▶ Aim of the task: Your answer must be the exact lines from the one holding "Security feed analysis requested. Where is the narrow" through the final line of the records below, both included, and nothing more.
*** Opening of The records ***
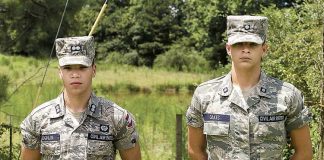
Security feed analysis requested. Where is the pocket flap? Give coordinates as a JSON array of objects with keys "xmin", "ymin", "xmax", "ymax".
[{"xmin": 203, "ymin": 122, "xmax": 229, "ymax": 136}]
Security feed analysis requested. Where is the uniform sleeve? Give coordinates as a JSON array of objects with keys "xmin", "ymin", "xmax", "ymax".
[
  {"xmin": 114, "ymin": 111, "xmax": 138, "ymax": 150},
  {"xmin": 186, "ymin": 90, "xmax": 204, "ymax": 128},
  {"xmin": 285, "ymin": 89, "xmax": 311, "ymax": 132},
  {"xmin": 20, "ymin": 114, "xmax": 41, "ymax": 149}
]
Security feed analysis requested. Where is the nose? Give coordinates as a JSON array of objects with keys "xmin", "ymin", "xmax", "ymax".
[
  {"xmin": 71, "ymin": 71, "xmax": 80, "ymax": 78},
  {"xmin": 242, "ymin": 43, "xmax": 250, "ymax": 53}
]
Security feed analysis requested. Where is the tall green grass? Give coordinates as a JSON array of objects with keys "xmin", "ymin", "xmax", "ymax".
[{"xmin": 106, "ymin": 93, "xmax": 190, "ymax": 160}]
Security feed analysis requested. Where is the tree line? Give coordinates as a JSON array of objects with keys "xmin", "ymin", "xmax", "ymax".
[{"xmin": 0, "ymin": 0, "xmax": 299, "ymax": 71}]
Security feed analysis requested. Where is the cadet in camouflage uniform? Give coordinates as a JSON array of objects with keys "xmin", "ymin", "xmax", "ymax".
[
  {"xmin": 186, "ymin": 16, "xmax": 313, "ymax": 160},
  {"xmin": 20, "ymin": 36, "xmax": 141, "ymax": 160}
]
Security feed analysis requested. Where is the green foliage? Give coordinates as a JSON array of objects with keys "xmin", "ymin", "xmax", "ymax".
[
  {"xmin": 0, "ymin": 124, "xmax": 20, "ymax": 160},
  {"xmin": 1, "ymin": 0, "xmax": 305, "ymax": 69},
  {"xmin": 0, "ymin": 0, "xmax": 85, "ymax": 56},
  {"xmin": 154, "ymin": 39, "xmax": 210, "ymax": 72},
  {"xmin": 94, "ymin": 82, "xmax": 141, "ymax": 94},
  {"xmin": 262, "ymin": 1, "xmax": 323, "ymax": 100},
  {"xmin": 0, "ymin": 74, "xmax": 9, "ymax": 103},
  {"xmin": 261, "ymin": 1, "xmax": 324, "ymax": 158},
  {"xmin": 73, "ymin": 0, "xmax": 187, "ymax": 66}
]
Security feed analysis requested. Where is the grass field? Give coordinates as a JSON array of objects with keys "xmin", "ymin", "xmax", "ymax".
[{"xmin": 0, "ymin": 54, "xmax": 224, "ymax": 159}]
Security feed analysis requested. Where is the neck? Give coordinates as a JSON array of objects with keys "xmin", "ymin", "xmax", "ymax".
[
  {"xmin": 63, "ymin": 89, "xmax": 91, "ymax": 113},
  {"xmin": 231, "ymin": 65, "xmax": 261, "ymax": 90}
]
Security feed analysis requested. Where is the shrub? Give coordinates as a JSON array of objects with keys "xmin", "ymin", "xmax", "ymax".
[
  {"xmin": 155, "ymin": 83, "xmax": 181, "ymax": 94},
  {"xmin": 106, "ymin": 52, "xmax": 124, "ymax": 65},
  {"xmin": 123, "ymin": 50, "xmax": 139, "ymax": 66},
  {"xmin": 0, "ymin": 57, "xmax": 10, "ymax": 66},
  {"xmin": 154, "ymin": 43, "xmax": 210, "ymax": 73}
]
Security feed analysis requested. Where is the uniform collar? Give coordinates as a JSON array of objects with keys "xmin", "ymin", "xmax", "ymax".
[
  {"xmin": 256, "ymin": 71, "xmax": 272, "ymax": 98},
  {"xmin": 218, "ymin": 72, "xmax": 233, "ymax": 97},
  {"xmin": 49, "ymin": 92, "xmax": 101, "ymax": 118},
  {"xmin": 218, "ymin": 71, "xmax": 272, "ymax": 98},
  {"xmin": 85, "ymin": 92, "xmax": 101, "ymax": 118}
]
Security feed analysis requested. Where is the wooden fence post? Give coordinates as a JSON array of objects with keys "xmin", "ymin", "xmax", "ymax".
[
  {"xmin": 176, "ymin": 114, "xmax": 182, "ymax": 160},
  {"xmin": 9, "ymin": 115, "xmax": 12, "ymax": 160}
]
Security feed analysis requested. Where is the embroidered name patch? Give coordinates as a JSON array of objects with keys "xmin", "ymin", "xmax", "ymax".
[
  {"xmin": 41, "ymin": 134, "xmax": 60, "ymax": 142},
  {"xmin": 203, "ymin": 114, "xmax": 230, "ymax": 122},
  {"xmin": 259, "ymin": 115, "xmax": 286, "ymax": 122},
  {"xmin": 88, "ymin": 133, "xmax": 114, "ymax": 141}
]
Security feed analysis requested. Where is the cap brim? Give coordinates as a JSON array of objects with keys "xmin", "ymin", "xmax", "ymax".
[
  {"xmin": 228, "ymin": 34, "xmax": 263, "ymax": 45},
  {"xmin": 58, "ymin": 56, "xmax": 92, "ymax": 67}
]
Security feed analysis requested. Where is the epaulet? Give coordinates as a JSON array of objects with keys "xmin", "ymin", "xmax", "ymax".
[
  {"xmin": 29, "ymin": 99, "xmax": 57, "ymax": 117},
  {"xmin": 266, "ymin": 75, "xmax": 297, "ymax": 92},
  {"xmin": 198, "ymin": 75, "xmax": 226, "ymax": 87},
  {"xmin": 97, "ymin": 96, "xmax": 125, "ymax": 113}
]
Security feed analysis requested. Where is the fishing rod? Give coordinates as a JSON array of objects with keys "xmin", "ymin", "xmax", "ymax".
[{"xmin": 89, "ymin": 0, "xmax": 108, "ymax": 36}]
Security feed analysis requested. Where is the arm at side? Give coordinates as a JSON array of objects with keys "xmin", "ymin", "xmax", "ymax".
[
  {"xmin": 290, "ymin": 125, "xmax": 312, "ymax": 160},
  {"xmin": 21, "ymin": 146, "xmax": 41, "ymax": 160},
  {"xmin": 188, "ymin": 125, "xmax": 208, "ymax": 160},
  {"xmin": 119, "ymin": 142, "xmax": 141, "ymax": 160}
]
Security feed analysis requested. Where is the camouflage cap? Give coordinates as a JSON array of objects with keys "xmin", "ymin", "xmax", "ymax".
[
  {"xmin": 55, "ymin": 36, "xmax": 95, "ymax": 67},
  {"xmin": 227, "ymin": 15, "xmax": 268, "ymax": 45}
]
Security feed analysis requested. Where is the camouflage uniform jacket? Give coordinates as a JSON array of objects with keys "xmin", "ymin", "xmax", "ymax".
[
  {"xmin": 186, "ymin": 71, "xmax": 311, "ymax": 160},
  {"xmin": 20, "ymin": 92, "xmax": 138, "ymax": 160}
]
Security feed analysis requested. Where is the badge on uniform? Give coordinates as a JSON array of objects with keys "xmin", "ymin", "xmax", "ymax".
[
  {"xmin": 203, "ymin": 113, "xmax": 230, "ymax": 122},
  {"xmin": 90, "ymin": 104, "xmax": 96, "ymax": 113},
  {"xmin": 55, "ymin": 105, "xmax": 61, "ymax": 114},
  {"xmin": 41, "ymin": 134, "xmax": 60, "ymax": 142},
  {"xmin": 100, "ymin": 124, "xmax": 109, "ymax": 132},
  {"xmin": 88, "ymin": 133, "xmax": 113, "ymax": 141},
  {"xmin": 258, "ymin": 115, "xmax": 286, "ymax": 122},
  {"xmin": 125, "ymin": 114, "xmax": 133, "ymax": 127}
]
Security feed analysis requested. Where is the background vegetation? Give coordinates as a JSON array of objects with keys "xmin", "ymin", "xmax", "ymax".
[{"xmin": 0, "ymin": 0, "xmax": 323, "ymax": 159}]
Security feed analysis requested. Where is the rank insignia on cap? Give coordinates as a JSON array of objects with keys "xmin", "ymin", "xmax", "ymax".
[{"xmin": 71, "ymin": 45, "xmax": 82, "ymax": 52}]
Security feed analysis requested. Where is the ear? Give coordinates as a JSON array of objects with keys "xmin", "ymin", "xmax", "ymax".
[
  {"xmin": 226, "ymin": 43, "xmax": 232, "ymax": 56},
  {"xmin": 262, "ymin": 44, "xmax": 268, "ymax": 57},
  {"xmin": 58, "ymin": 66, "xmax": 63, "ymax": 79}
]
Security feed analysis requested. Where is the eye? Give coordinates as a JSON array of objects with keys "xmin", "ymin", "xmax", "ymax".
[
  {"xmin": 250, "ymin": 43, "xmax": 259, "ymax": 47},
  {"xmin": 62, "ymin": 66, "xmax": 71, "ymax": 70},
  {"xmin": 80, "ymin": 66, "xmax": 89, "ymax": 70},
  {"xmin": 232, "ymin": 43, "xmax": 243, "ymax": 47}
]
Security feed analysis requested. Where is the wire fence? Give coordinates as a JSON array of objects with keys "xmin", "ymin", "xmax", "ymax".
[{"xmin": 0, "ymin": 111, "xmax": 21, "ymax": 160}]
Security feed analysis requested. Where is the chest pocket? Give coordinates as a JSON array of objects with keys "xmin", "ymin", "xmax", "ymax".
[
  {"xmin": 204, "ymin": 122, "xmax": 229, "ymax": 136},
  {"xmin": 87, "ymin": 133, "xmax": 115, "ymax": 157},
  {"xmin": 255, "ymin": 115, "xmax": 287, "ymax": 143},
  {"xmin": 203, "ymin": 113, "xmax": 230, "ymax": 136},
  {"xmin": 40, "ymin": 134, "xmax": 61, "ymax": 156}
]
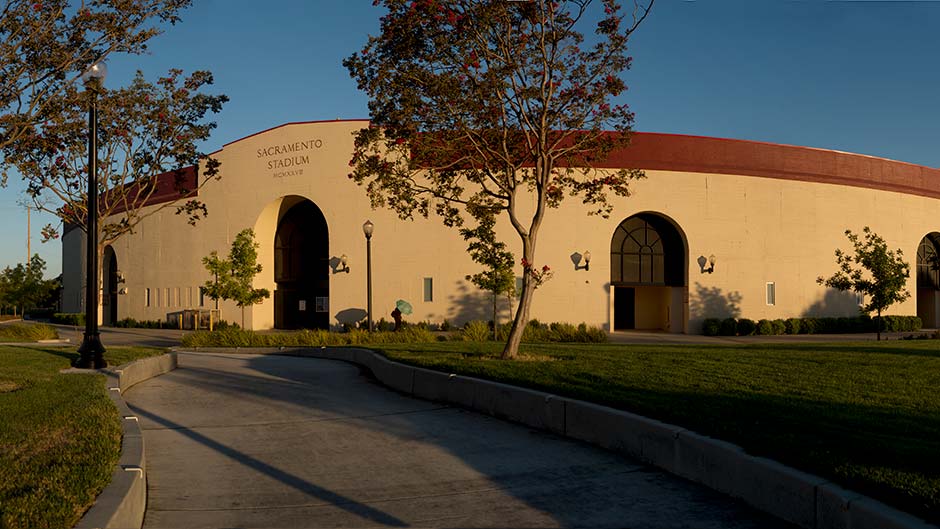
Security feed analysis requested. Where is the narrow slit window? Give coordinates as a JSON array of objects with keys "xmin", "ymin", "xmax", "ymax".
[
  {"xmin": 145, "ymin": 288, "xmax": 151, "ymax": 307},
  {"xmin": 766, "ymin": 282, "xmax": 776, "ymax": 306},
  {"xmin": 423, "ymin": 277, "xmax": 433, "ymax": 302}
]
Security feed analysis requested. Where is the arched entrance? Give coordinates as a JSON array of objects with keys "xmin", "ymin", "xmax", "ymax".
*** Close of The records ***
▶ Exercise solution:
Security feed analysis requested. Where is the narrow slit window? Give coordinates as a JSON array of objects with keys "xmin", "ymin", "xmax", "ymax".
[
  {"xmin": 145, "ymin": 288, "xmax": 151, "ymax": 307},
  {"xmin": 766, "ymin": 282, "xmax": 776, "ymax": 306},
  {"xmin": 423, "ymin": 277, "xmax": 433, "ymax": 302}
]
Security feed analysis requested. Where is the arched entrance? Give coordinates as a JSON array of objects with keys "xmin", "ymin", "xmax", "ymax".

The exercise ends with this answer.